— Begin —
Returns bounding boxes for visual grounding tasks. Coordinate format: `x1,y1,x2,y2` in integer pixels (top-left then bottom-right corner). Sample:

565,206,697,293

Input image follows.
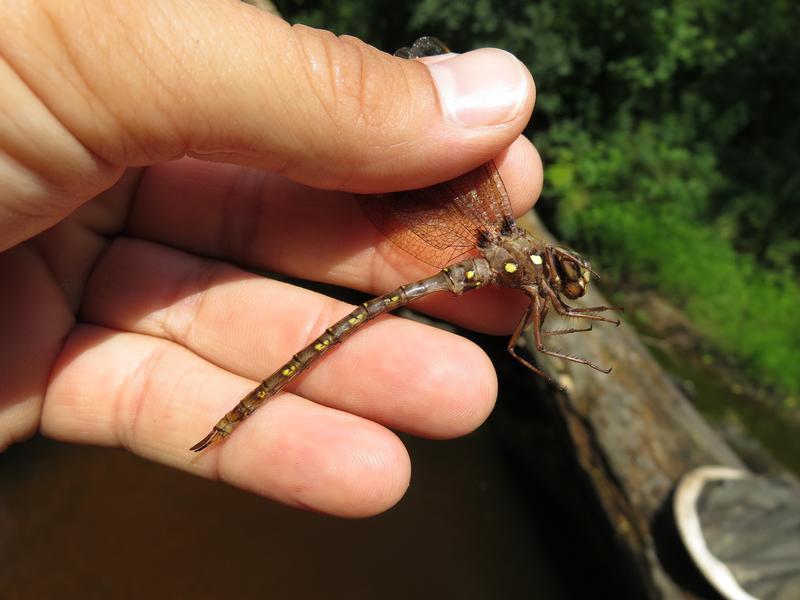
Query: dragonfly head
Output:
553,248,593,300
— End —
TASK TO CARRY OUT ▸
Copy out all the material above line for line, leaving out the picture.

FULL RESPONSE ▸
Returns bounding boxes for visual grounding tasks. Coordinate format: `x1,y1,x2,y2` in integer pixels (top-left then bottom-right corner). Sample:

565,206,697,293

Input image follows.
Query: dragonfly head
Output:
553,248,593,300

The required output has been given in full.